Items listed in a dataset
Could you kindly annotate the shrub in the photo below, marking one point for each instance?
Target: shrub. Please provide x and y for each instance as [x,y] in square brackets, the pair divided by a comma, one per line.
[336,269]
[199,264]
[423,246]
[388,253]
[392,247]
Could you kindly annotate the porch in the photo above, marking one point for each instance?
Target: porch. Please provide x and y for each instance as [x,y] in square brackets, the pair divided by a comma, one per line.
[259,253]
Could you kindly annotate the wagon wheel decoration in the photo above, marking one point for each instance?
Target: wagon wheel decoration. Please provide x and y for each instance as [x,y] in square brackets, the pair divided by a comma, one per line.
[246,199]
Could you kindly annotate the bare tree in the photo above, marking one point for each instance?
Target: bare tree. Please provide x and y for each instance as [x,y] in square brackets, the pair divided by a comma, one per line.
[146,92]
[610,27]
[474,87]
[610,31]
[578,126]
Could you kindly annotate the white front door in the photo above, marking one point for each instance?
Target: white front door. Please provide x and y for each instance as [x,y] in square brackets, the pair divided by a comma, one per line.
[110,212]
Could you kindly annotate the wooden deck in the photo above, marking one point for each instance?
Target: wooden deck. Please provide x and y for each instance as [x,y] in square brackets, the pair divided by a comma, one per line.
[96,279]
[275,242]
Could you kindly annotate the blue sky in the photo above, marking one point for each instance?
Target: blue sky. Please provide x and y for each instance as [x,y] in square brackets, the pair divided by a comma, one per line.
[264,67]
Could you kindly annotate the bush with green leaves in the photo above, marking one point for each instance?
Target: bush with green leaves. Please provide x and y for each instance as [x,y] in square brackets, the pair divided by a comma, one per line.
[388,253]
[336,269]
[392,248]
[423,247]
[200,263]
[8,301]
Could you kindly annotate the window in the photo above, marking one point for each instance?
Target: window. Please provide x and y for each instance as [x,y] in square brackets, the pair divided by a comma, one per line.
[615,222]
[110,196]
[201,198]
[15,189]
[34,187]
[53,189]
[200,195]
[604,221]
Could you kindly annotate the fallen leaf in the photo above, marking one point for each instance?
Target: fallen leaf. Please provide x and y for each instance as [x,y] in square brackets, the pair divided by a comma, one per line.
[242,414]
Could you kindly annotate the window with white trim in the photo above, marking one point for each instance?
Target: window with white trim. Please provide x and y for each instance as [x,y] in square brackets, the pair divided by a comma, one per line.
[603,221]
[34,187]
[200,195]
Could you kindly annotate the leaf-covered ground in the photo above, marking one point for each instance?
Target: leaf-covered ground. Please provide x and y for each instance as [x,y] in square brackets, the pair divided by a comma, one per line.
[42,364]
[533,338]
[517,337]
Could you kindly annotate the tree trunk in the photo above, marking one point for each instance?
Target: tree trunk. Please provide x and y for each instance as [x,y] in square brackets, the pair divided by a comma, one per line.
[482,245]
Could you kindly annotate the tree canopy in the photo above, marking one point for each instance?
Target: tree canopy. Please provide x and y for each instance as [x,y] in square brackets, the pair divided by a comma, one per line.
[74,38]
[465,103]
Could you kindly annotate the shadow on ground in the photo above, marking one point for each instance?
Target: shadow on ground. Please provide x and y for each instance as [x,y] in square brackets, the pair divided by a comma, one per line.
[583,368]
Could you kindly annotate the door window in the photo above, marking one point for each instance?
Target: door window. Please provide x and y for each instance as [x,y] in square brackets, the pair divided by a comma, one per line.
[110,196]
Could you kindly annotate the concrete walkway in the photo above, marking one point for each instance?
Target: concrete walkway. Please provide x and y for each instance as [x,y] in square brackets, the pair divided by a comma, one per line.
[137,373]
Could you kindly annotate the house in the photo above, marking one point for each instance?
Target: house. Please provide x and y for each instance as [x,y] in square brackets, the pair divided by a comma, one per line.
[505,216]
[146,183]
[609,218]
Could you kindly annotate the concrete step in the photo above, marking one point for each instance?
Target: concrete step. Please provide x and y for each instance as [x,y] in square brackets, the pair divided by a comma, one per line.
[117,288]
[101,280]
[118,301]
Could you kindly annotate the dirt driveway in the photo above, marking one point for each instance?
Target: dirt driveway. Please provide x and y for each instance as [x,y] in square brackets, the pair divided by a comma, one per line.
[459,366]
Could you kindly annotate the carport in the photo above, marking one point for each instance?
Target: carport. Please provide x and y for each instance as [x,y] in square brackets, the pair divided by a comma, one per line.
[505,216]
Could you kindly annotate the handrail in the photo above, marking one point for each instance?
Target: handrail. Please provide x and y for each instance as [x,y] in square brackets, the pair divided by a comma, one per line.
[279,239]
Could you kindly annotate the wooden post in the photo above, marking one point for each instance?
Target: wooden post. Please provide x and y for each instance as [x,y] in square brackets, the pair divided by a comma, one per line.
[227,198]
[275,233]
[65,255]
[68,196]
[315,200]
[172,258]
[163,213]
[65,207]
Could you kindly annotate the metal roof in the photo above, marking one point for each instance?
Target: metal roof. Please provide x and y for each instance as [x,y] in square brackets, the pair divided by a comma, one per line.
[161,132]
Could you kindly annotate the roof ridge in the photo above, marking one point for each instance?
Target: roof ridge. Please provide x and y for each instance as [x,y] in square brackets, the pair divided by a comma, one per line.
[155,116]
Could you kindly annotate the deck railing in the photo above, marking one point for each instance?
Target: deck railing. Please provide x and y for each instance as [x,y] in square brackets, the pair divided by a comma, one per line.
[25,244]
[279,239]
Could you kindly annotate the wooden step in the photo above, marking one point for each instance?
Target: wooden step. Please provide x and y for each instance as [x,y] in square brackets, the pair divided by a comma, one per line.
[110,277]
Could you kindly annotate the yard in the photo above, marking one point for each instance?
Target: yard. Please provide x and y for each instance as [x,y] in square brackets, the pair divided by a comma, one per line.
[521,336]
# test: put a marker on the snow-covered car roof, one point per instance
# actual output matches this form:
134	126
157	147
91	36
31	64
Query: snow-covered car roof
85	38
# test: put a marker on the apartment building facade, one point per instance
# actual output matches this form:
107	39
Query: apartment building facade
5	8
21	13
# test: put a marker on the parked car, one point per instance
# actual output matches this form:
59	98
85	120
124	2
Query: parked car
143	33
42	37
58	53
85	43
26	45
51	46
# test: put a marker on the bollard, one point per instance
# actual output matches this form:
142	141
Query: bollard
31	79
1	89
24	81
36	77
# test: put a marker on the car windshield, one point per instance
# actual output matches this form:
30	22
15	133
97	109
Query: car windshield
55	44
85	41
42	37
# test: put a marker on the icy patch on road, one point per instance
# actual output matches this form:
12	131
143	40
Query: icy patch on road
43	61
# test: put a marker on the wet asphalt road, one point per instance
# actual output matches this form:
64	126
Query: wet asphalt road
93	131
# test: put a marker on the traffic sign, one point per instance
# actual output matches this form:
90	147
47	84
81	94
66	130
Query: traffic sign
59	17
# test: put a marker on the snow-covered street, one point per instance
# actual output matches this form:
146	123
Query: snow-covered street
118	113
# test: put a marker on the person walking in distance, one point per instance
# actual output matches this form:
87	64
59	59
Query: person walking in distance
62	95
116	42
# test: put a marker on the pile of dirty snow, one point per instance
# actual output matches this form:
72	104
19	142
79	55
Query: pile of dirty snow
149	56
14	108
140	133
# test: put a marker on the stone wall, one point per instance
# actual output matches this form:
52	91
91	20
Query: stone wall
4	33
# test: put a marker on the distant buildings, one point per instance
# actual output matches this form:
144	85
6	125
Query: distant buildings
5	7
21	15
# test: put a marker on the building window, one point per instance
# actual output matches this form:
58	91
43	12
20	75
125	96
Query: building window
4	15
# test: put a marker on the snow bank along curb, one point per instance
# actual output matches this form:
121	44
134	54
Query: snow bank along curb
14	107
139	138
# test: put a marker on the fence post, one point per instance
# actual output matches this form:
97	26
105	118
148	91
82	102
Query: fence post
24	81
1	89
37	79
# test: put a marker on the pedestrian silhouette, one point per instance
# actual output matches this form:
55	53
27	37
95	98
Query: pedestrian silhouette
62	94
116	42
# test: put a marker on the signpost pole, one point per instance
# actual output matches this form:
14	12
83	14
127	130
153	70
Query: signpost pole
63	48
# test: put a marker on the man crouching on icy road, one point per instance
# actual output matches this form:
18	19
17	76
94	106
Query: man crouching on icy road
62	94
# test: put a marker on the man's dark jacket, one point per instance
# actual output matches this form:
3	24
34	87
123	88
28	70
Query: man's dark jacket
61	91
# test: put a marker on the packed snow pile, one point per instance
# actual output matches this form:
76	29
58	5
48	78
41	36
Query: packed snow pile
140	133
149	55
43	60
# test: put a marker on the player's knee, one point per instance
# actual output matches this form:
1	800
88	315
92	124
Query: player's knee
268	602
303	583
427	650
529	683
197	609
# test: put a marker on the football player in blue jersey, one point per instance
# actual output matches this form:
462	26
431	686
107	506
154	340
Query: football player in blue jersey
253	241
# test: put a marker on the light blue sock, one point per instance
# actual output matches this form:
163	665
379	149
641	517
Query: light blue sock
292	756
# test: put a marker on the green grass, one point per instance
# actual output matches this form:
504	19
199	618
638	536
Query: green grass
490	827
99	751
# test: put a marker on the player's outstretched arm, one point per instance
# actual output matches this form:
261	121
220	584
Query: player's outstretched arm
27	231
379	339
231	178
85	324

▶ _Required work_
Using the entries above, return exactly the lines from the line with "Target: concrete step." to the line with "Could you kindly annotate the carport", counting both of those lines.

▶ _Solved problem_
Target: concrete step. Please provide x and y for each instance as [x,y] in square brackets, the pair divided by a comma, one per line.
[117,288]
[101,280]
[118,301]
Could you kindly annotate the dirt driveway in the photo above, marking one point for each instance?
Target: dirt driveway. Please provide x and y for each instance as [x,y] in square brackets, the pair divided by a comma, one per line.
[459,366]
Could you kindly annotate the carport in the photo above, marking one point for each instance?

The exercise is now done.